# Task details
Format every line of the records below as a numbered list, skipping any blank lines.

# Stored data entries
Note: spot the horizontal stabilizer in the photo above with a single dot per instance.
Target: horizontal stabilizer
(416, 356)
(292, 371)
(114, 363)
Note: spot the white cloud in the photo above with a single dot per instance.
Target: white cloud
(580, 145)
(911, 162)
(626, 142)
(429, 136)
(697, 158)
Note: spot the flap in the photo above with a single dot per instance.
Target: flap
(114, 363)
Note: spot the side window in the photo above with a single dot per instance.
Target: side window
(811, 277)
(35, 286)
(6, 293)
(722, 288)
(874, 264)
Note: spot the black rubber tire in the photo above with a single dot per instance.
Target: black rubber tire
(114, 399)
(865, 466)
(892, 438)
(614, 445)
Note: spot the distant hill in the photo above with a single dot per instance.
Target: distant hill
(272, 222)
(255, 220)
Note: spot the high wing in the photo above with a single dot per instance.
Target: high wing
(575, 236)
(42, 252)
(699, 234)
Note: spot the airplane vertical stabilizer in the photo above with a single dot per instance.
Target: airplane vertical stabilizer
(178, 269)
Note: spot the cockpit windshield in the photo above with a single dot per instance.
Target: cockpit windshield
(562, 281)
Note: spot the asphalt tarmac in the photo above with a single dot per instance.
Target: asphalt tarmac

# Final result
1. Note: spot the horizontal stabilizer in the photo above with a single dot per instance.
2. Target: horizontal stabilizer
3. (416, 356)
4. (292, 371)
5. (114, 363)
6. Note: spot the white cloud in the photo above with a single dot per instance.
7. Target: white cloud
8. (580, 145)
9. (911, 162)
10. (626, 142)
11. (429, 136)
12. (697, 158)
13. Note: spot the flap in the photo above with a single dot per instance.
14. Target: flap
15. (114, 363)
16. Note: spot the side window in the photo above with a single dot per instance.
17. Target: side window
18. (811, 277)
19. (35, 286)
20. (6, 293)
21. (722, 288)
22. (874, 264)
23. Note: spot the black rubber tire in the photo above with a single dot per instance.
24. Target: black rubber tire
25. (114, 399)
26. (865, 466)
27. (892, 438)
28. (614, 445)
29. Note: spot the distant hill in the photo above with a single dot per instance.
30. Target: distant hill
31. (272, 222)
32. (255, 220)
33. Note: spot the high wing in the photo above with a single dot per instance.
34. Target: high wing
35. (575, 236)
36. (42, 252)
37. (699, 234)
38. Note: spot the airplane vertical stabilizer in the photo above with a single dot per instance.
39. Target: airplane vertical stabilizer
40. (178, 269)
41. Note: spot the cockpit windshield in the photo above with a single dot per instance.
42. Target: cockpit windshield
43. (562, 281)
44. Note: spot the asphalt tarmac in the photo above with a single dot per instance.
45. Target: asphalt tarmac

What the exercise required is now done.